## Record set
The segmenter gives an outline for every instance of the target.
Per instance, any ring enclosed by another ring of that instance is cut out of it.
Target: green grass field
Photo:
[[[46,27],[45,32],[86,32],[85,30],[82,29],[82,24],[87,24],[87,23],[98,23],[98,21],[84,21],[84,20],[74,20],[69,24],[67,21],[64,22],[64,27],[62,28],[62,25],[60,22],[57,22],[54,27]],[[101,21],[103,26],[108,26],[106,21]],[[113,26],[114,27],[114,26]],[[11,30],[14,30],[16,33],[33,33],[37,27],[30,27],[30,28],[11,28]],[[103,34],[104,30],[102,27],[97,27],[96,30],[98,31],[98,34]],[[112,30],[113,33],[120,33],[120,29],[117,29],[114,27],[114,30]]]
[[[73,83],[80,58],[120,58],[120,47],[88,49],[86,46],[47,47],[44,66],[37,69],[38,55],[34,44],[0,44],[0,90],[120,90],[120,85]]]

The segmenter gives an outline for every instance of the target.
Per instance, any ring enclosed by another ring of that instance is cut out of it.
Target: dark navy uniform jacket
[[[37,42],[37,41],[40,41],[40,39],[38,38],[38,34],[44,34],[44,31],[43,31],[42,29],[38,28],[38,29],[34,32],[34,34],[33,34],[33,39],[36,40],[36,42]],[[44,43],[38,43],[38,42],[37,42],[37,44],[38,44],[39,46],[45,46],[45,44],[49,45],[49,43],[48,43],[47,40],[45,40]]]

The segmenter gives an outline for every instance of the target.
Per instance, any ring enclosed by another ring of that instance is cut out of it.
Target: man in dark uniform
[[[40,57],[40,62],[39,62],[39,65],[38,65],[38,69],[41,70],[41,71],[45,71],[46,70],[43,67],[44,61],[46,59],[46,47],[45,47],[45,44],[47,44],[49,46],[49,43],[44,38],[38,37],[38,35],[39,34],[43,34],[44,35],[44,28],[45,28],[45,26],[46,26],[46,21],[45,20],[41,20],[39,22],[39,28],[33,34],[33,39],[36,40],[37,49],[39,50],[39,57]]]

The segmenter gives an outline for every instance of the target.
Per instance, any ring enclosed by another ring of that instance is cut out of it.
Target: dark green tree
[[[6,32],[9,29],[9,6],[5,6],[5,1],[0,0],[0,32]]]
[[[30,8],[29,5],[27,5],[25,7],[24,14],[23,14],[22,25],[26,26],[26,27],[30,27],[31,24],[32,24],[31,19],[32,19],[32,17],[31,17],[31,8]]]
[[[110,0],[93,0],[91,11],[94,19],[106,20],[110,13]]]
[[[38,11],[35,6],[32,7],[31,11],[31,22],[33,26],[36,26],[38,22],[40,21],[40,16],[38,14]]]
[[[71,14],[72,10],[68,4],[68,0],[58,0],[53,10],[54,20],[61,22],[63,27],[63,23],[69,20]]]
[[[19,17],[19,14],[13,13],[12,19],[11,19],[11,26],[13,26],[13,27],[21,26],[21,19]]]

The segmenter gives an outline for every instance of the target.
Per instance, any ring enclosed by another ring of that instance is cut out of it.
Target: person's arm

## What this task involves
Set down the material above again, word for word.

## Output
The segmenter gives an outline for every instance of the target.
Per instance, any ring enclosed by another ring of that instance is cut out of it.
Target: green grass field
Photo:
[[[46,27],[45,32],[86,32],[85,30],[82,29],[82,24],[87,24],[87,23],[98,23],[98,21],[84,21],[84,20],[74,20],[69,24],[67,21],[64,22],[64,27],[62,28],[62,25],[60,22],[57,22],[54,27]],[[101,21],[103,26],[108,26],[106,21]],[[113,26],[114,27],[114,26]],[[11,30],[14,30],[16,33],[33,33],[37,27],[30,27],[30,28],[11,28]],[[103,34],[104,30],[102,27],[97,27],[96,30],[98,31],[98,34]],[[112,30],[113,33],[120,33],[120,29],[117,29],[114,27],[114,30]]]
[[[73,83],[80,58],[120,58],[120,47],[88,49],[86,46],[47,47],[44,66],[37,69],[38,55],[34,44],[0,44],[0,90],[120,90],[120,85]]]

The segmenter gives an outline for every instance of the target.
Per instance, any ring enclosed by another ring of that instance is cut out of it.
Target: dark navy uniform jacket
[[[37,42],[37,41],[40,41],[40,39],[38,38],[38,34],[44,34],[44,31],[43,31],[42,29],[38,28],[38,29],[34,32],[34,34],[33,34],[33,39],[36,40],[36,42]],[[44,43],[38,43],[38,42],[37,42],[37,44],[38,44],[39,46],[45,46],[45,44],[49,45],[49,43],[48,43],[47,40],[45,40]]]

The segmenter gives an outline for every instance of the target.
Per instance, any ring enclosed by another ring of that instance is cut out of it.
Target: man in dark uniform
[[[40,57],[40,62],[39,62],[39,65],[38,65],[38,69],[41,70],[41,71],[45,71],[46,70],[43,67],[44,61],[46,59],[46,47],[45,47],[45,44],[47,44],[49,46],[49,43],[44,38],[38,37],[38,35],[39,34],[43,34],[44,35],[44,28],[45,28],[45,26],[46,26],[46,21],[45,20],[41,20],[39,22],[39,28],[33,34],[33,39],[36,40],[37,49],[39,50],[39,57]]]

The segmenter gives an outline for every instance of the target.
Per instance, any ring enclosed by another ring of that instance is cut out of it.
Target: dark green tree
[[[6,32],[9,29],[9,6],[5,6],[5,1],[0,0],[0,32]]]
[[[30,8],[29,5],[27,5],[25,7],[24,14],[23,14],[22,25],[26,26],[26,27],[30,27],[31,24],[32,24],[31,19],[32,19],[32,17],[31,17],[31,8]]]
[[[110,0],[93,0],[91,11],[94,19],[106,20],[110,13]]]
[[[38,11],[35,6],[32,7],[31,11],[31,22],[33,26],[36,26],[38,22],[40,21],[40,16],[38,14]]]
[[[71,14],[72,10],[68,4],[68,0],[58,0],[53,10],[54,20],[61,22],[63,27],[63,23],[69,20]]]
[[[19,17],[19,14],[13,13],[12,19],[11,19],[11,26],[13,26],[13,27],[21,26],[21,19]]]

The segmenter gives an outline for every instance of the target.
Per instance, any ring enclosed by another ring of that instance is cut out of it.
Target: person's arm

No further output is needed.